Records from a data collection:
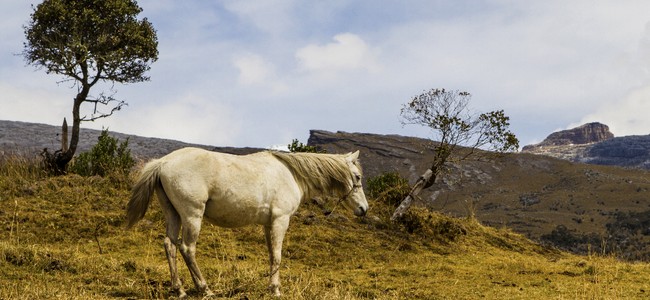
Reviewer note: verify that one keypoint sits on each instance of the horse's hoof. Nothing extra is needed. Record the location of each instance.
(208, 294)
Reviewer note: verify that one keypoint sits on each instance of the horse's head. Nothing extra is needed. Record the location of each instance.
(356, 198)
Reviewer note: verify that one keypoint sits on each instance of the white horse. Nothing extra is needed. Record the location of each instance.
(264, 188)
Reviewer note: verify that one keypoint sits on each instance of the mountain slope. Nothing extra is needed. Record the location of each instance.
(574, 206)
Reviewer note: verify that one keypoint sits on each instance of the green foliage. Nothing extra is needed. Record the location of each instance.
(447, 114)
(90, 41)
(297, 146)
(105, 158)
(390, 188)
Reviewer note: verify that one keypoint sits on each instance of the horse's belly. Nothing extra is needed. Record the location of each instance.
(226, 213)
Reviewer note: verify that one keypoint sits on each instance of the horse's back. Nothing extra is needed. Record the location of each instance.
(234, 190)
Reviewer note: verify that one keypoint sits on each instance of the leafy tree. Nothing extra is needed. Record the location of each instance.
(460, 133)
(88, 42)
(297, 146)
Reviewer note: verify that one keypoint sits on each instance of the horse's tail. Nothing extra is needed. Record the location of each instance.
(142, 192)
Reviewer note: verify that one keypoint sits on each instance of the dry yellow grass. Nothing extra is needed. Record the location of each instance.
(61, 238)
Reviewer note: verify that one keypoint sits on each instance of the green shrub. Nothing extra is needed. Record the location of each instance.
(390, 188)
(105, 158)
(296, 146)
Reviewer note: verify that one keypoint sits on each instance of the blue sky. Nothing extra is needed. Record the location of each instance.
(260, 73)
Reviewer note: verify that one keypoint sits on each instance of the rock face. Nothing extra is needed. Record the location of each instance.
(593, 143)
(586, 134)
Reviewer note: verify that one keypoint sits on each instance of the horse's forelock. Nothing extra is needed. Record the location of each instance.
(318, 173)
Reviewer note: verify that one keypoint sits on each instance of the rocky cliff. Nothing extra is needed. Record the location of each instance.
(593, 143)
(586, 134)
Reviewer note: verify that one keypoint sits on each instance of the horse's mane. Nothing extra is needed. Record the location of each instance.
(318, 174)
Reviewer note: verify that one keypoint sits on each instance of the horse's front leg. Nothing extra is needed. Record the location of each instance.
(274, 234)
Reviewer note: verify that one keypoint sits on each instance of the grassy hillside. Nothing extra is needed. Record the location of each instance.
(62, 238)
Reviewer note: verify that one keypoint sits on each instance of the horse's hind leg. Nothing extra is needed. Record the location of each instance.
(191, 229)
(274, 235)
(173, 221)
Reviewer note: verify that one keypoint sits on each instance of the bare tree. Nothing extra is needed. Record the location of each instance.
(459, 131)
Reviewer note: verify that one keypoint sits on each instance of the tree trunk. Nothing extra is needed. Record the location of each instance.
(58, 161)
(64, 136)
(426, 180)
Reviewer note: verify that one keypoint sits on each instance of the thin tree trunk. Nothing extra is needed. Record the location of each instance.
(426, 180)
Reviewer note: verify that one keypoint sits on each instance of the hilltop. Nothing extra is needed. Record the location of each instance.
(593, 143)
(575, 206)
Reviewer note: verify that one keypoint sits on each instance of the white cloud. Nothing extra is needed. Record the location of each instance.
(628, 116)
(347, 52)
(189, 118)
(255, 71)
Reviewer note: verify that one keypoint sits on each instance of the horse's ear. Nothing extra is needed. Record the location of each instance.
(353, 156)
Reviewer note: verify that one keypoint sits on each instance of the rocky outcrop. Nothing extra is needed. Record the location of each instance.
(586, 134)
(593, 143)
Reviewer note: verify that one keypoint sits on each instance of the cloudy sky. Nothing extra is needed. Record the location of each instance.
(260, 73)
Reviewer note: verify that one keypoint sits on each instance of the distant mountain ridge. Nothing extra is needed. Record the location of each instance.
(593, 143)
(23, 138)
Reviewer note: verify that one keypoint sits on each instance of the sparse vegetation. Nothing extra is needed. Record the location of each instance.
(297, 146)
(389, 188)
(62, 238)
(107, 157)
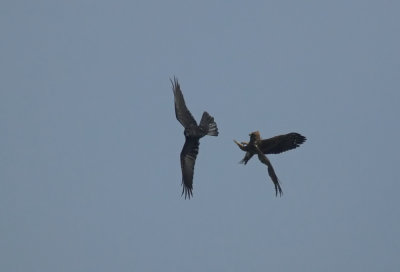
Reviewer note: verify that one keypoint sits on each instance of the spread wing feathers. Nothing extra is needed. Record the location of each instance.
(208, 125)
(188, 159)
(271, 172)
(281, 143)
(181, 111)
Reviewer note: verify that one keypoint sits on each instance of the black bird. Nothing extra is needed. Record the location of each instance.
(193, 133)
(274, 145)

**What the task asks:** Take the line that contains "of the tree" and every line after it to the end of the records above; quote them exactly, leaving out the pictures.

**The output:**
Reviewer note: verify that one keypoint sits on each instance of the tree trunk. Nothing extra is needed. Record the location of each instance.
(58, 161)
(64, 136)
(426, 180)
Reviewer note: verify that one keypoint sits on each instance of the thin tree trunk. Nothing extra is needed. Record the location of each instance.
(426, 180)
Reviewer note: verify that one keypoint sits on each instance of the hilltop. Nothing extra is needed. Record the location of each instance.
(593, 143)
(575, 206)
Reviewer note: verify that one keypoint sits on each instance of the white cloud. Nothing extra is needed. Record the location of each instance.
(628, 116)
(347, 52)
(189, 118)
(255, 71)
Reviewer note: verify that one keypoint sits on each instance of the horse's ear. Nothing extra is needed. Record the location of each instance.
(353, 156)
Reviewer note: verify that one keypoint sits on each instance of the rocky outcrop. Nothing extra is needed. Record the location of each instance.
(586, 134)
(593, 143)
Reviewer note: verify that one keypoint sits on each instance of the cloudy sky. Nothing extra is needed. Record the location of each instance.
(260, 73)
Reviewer note: verify that one keypoint sits on each instance of the distant mountain ridge. Nothing extra is needed. Record the location of each instance.
(593, 143)
(23, 138)
Reviewer note: verify that one keypoint sits on each instance of the sparse vegetation. Nothing extra is needed. Record the location of each instance.
(297, 146)
(389, 188)
(62, 238)
(107, 157)
Reviewer note: verify that one keypoint sits on each instance of the spread wing feathers. Nothing extra is needed. Record the location of each instance.
(208, 125)
(188, 159)
(271, 172)
(281, 143)
(181, 111)
Reviewer note: verify that one keypoint sits on each instance of the black bird. Nothing extra is needed. Record the location of each instance.
(193, 133)
(274, 145)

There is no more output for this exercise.